The problem =
Reproduce every entry exactly, without alteration.
──────
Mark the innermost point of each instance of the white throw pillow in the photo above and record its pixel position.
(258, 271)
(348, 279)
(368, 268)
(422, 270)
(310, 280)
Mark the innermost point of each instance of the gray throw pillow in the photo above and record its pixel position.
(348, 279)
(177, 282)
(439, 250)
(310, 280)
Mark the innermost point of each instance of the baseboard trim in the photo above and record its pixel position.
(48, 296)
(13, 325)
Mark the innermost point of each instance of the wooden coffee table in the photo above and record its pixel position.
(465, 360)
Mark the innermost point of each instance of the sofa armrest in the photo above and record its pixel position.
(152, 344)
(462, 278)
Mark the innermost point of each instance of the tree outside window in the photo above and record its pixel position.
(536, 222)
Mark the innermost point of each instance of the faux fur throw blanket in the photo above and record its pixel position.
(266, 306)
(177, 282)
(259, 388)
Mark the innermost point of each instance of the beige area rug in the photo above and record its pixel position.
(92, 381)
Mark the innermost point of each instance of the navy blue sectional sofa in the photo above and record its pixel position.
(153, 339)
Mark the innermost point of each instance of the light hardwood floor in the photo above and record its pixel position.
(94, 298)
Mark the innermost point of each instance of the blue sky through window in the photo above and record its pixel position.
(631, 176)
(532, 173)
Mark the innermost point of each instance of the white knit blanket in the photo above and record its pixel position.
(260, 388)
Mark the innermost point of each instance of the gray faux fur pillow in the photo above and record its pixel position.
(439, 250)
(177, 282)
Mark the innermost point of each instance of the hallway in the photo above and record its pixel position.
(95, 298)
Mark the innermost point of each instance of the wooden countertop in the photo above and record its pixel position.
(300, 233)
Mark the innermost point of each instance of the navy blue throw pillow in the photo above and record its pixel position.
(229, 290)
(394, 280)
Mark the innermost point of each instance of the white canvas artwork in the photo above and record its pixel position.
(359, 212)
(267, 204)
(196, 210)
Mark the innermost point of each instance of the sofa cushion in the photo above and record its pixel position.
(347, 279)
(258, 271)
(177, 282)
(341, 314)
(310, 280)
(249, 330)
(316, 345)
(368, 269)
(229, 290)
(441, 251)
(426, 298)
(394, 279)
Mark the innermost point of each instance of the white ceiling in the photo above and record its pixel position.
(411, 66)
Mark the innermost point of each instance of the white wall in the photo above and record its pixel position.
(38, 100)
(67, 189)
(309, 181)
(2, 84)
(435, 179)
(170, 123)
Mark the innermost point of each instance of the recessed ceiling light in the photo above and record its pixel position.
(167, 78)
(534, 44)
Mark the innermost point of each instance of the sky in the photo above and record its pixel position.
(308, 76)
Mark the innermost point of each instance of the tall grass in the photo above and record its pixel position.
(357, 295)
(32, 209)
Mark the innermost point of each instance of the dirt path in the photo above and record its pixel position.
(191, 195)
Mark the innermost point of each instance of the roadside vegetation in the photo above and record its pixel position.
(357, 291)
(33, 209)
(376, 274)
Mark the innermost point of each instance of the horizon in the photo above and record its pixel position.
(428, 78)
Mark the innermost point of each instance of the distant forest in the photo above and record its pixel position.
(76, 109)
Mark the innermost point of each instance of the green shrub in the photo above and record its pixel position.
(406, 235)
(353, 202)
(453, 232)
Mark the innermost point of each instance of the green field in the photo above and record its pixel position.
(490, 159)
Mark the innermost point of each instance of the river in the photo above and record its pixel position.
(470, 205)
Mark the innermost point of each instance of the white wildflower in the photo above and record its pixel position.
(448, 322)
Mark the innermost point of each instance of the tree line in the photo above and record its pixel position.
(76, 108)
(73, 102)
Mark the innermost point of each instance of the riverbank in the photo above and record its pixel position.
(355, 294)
──────
Answer section =
Mark the innermost point of each instance of the white throw pillow in the photo above and record its pixel position.
(258, 271)
(348, 279)
(368, 268)
(422, 270)
(310, 280)
Mark the innermost point of each instance of the gray throw pillow in the photo above and record its pixel position.
(348, 279)
(177, 282)
(439, 250)
(310, 280)
Mark the innermost point of each instance of the baseboard trim in the photo above and record its pixel position.
(48, 296)
(13, 325)
Mark the innermost point of each instance of the wooden coffee table in the photo above and record its pixel position.
(465, 360)
Mark the innermost point of each instance of the sofa armrest in the photo above and record its pixel position.
(152, 344)
(462, 278)
Mark the innermost point of each instance of the tree outside window in the photo above and record its pixel position.
(536, 222)
Mark the innermost point of each instance of the faux fur throw blanket in the photo above and record its pixel position.
(266, 306)
(177, 282)
(259, 388)
Mark the innermost point of each instance of the beige area rug in the photo above and record its pixel position.
(92, 381)
Mark the innermost point of each instance of the navy blue sectional sofa in the photo above and record its pixel position.
(153, 339)
Mark the innermost point of each instance of the light hardwood floor in the photo above and record its pixel position.
(94, 298)
Mark the innermost point of each instance of the blue sky through window in the photo above and record its pixel position.
(631, 176)
(532, 173)
Mark the innermost point of each instance of the white knit blanket in the photo above and record its pixel position.
(260, 388)
Mark the innermost point of each instance of the gray faux fur pillow in the photo above and record its pixel position.
(439, 250)
(177, 282)
Mark the innermost point of each instance of the hallway in the photo above and record its pixel position.
(95, 298)
Mark the innermost point of each instance of the wooden countertop in the photo above and record its pixel position.
(300, 233)
Mark the innermost point of each instance of the navy blue throw pillow in the photo above and record its pixel position.
(229, 290)
(394, 280)
Mark the innermost point of each instance of the white canvas artwork in the photo above and record its pixel position.
(359, 212)
(267, 204)
(196, 210)
Mark the innermost point of each instance of the sofa cushion in the photo above and record its pixel position.
(347, 279)
(258, 271)
(177, 282)
(341, 314)
(310, 280)
(249, 330)
(316, 345)
(368, 269)
(229, 290)
(441, 251)
(426, 298)
(394, 279)
Mark the innermost point of each instance of the white ceiling in the photo above and record its pixel position.
(411, 66)
Mark the innermost point of each instance of the white wall in the photo above and record its pixel position.
(38, 100)
(67, 189)
(309, 181)
(2, 84)
(435, 179)
(170, 123)
Mark the innermost point of each instance of the recessed ceiling light in the photo above and record its pixel position.
(167, 78)
(534, 44)
Mark the innermost point of each instance of the sky in the photo above and record its pixel position.
(308, 76)
Mark the innermost point of each instance of the tall grass in the photo above and record its pixel position.
(357, 295)
(32, 209)
Mark the innermost point of each instance of the dirt path in the photo above and record its pixel position.
(191, 195)
Mark the innermost point of each instance of the roadside vegetation in the photo above and record its pixel position.
(357, 291)
(33, 209)
(376, 274)
Mark the innermost point of each instance of the horizon in the photo above and record its pixel position.
(428, 78)
Mark the innermost point of each instance of the distant forest in the photo above and record its pixel position.
(76, 109)
Mark the innermost point of each instance of the green shrub in the photo above and record its pixel position.
(406, 235)
(353, 202)
(453, 232)
Mark the innermost point of each instance of the green field in the photo above and record its pixel position.
(490, 159)
Mark the innermost point of each instance of the river in the photo above and record its pixel position.
(470, 205)
Mark the innermost point of each instance of the white wildflower in the photo above and record its pixel position.
(448, 322)
Mark the innermost point of each instance of the tree line in the photo above and record its pixel position.
(76, 108)
(73, 102)
Mark the innermost point of each instance of the riverbank in the photo above and record its pixel position.
(355, 294)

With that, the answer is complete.